PROVIDED PASSAGE:
##############################
NaNoWriMo is the celebrated event during November each year. The point is for a writer to challenge themselves to achieve 50,000 words in a month. Thirty days hath November, so that’s a lot of “sit your butt in the chair.”

I’ve never officially participated. In part, because competition and goals don’t push me forward. I am a word nerd, so it was a concentrated period for words to propel me forward. I polished short stories, snippets that had languished at 250-words, and I blogged as per my habit. Productive as always, but with a greater purpose: to fill the dull hours of COVID-contained culture.

I achieved 17,000 words, in solidarity with friends, which is actually 1/3 of the NaNo goal.

I rewarded myself with several weeks of holiday baking. First, I trolled my neighborhood, dispensing holiday cheer via baked goods. Very positively received, to elevate the mood above glumness in these austere times.

Now my husband and I can reward ourselves when we write holiday cards… and laugh at others who are shut out of shopping at the malls due to our third quarantine session in 2020.
##############################
EXCERPTED RECORDS:

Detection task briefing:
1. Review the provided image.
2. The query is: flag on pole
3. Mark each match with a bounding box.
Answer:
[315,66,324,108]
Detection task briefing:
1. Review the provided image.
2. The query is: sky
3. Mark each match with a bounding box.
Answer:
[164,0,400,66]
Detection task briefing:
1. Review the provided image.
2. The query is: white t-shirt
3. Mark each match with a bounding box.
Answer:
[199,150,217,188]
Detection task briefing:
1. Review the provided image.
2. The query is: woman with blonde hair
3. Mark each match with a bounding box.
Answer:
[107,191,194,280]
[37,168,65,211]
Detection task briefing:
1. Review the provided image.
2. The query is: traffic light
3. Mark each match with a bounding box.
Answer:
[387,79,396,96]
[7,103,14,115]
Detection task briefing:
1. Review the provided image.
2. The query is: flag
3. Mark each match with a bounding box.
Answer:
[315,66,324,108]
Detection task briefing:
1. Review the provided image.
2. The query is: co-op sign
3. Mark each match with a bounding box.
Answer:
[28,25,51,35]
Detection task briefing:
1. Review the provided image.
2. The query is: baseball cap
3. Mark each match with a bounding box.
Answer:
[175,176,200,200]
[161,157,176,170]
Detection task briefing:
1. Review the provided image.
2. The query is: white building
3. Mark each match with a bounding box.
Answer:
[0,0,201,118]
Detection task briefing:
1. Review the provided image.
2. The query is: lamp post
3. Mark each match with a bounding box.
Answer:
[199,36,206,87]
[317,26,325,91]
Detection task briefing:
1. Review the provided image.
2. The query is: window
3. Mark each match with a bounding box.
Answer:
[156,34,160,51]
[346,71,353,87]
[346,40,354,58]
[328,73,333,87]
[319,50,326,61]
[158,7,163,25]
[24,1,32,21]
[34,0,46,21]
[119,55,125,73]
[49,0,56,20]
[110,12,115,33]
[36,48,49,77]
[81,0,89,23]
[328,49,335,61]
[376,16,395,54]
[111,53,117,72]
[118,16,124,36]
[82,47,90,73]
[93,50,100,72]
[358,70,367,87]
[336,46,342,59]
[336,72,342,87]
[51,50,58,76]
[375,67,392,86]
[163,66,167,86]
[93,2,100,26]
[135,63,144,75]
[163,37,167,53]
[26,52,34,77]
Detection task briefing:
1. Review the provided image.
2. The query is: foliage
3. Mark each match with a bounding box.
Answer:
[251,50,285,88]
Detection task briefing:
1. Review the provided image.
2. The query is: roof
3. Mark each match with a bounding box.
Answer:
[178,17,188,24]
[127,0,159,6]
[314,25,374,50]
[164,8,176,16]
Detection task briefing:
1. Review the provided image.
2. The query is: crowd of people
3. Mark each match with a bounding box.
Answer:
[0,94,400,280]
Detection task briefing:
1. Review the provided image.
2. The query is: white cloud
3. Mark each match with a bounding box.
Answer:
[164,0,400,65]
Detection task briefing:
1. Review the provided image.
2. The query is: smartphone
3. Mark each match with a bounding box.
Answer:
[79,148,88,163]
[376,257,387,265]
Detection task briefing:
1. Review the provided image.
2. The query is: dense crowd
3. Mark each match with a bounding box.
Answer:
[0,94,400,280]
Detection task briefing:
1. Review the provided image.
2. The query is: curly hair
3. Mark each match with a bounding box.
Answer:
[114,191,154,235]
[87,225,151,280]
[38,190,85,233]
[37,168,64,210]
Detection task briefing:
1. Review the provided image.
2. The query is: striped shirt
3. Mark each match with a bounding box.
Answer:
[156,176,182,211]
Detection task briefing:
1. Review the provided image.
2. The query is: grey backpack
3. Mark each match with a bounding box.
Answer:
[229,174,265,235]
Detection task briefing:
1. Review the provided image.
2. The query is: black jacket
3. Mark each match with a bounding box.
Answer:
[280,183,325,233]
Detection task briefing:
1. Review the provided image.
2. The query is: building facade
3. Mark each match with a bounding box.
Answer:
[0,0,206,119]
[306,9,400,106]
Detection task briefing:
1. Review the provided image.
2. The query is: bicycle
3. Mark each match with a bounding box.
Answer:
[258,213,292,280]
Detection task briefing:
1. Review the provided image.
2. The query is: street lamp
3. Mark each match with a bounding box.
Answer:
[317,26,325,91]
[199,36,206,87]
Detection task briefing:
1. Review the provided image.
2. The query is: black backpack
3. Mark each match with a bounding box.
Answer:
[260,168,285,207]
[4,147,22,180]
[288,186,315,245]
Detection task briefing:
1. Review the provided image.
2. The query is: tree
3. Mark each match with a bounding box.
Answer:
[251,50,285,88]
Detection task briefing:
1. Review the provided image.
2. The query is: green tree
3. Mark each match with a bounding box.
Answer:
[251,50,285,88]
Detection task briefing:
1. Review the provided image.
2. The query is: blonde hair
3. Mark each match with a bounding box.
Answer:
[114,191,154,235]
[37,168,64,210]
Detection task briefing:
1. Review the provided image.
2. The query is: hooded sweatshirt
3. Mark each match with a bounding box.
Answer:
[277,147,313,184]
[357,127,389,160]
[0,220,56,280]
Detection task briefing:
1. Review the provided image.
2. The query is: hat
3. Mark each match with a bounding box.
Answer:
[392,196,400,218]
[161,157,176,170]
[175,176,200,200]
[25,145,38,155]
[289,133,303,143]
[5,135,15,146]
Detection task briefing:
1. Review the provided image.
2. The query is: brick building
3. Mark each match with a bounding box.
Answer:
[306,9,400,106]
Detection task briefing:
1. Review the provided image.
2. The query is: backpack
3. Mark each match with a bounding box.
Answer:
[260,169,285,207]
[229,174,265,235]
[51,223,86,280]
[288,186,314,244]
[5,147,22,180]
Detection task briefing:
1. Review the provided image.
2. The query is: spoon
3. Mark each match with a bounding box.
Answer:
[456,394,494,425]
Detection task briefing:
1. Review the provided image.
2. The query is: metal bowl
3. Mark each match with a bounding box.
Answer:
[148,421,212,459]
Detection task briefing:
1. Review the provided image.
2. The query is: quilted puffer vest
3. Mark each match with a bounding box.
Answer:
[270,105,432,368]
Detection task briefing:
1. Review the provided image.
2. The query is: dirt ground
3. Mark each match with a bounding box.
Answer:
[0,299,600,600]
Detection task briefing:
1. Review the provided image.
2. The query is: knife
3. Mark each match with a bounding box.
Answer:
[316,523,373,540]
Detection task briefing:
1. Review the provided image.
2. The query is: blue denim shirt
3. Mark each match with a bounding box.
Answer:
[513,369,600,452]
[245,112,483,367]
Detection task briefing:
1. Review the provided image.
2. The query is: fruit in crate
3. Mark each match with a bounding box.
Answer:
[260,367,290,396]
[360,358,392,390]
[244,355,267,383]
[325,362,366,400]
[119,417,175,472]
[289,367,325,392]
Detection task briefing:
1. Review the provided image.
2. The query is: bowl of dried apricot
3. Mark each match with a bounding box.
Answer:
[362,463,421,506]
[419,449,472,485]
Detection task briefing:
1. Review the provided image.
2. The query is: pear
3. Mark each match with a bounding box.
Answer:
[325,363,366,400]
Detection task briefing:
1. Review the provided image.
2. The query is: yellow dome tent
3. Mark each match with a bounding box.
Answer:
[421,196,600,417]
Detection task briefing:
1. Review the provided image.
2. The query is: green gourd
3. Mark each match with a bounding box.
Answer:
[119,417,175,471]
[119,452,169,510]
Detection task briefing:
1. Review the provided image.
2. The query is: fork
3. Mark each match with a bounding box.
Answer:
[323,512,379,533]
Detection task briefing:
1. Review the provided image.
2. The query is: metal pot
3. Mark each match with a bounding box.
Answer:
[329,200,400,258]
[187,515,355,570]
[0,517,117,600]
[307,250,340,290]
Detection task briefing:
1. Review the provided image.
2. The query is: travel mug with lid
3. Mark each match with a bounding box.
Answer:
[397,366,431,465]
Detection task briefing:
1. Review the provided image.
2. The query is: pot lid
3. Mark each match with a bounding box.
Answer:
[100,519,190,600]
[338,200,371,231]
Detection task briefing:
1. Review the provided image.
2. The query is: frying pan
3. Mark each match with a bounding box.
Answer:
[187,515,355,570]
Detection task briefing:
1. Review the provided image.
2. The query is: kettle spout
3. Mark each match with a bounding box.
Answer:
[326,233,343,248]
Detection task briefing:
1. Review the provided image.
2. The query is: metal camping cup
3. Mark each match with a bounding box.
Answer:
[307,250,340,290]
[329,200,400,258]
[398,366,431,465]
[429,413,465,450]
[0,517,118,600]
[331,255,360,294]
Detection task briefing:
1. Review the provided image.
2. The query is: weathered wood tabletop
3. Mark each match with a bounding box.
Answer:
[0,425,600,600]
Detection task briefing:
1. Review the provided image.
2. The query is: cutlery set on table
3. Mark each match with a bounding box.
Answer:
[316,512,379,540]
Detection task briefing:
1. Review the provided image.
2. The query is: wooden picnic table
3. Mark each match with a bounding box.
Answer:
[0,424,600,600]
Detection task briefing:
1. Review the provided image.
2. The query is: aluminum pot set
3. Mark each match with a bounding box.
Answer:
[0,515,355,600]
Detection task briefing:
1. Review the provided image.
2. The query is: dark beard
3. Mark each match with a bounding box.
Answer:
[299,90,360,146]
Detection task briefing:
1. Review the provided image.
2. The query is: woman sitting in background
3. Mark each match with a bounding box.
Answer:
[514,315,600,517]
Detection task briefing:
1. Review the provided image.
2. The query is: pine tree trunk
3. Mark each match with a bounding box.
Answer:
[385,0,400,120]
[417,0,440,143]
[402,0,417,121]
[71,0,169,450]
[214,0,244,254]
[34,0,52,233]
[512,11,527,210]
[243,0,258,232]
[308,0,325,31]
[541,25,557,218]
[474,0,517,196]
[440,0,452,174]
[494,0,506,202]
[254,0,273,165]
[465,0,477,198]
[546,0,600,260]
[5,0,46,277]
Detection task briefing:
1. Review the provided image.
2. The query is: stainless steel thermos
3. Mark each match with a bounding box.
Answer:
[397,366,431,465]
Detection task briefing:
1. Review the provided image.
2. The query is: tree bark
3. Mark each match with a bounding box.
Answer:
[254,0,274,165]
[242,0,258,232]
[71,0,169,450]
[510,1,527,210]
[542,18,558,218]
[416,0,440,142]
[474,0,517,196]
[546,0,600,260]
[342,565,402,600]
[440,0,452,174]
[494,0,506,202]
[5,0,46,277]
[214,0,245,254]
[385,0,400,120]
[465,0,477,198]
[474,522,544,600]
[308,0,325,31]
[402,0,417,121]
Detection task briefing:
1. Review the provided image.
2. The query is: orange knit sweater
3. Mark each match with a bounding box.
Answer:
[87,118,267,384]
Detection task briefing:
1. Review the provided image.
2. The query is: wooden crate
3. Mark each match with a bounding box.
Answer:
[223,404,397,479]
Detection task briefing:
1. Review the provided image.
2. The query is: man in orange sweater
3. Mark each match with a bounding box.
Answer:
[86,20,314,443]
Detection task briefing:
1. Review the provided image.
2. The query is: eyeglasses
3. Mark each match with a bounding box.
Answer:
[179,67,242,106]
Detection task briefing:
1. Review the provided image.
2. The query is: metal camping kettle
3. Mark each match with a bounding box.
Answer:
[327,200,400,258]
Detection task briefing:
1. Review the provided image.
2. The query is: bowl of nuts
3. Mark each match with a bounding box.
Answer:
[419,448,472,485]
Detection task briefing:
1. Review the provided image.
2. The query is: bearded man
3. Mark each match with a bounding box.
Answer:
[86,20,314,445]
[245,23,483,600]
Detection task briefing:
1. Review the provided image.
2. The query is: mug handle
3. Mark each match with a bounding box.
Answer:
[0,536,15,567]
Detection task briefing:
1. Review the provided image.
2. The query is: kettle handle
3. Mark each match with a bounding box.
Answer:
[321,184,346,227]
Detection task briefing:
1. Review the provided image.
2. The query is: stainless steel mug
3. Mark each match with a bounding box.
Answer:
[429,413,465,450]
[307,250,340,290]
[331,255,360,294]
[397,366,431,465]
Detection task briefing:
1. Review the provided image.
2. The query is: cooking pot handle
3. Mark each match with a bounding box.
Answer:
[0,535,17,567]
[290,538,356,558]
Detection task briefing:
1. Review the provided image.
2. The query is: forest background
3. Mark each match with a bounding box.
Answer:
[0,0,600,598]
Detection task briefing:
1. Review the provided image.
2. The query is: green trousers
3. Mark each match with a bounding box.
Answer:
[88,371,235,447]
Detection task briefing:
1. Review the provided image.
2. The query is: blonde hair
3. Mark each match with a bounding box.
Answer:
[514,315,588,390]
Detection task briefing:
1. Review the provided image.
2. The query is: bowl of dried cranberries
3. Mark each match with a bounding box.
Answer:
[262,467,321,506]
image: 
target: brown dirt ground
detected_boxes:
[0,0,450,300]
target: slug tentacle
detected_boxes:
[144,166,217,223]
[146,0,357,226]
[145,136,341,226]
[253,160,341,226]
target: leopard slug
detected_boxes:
##############################
PROBLEM SET:
a: Summarize the NaNoWriMo post in two sentences.
b: According to the NaNoWriMo post, how many words did the author write during the month?
c: Please write a few more sentences that carry the NaNoWriMo post forward from its final sentence.

RESULTS OF THE EXERCISE:
a: NaNoWriMo is a yearly November event in which writers challenge themselves to reach 50,000 words in a month, and the author, who has never officially taken part, used the month to polish short stories, work on snippets stuck at 250 words, and keep blogging. After reaching 17,000 words in solidarity with friends, the author celebrated with several weeks of holiday baking and handed out baked goods around the neighborhood.

b: 17,000 words.

c:
Together we may achieve another 17,000 words – and accumulate more pounds around the waist and onto the belly, to accompany the laughs demonstrated above. Those laughs, augmented by hugs, kept the good times rolling in our house, no matter what. Even in COVID-times.

Music and Netflix and Reading helped maintain our good spirits, too.

Now, in December, we are committed to 100 cards with notes hand-written inside. You see, we’ve seen few far-away relatives and friends. We must write each note as a memoir of our lives in 2020. To cement those relationships. To re-bond with local friends we’ve been separated from seeing while in quarantine. To reassure our treasured families and friends that we survived during this pandemic.

Emotions have a beginning, middle, and end and we are telling ours.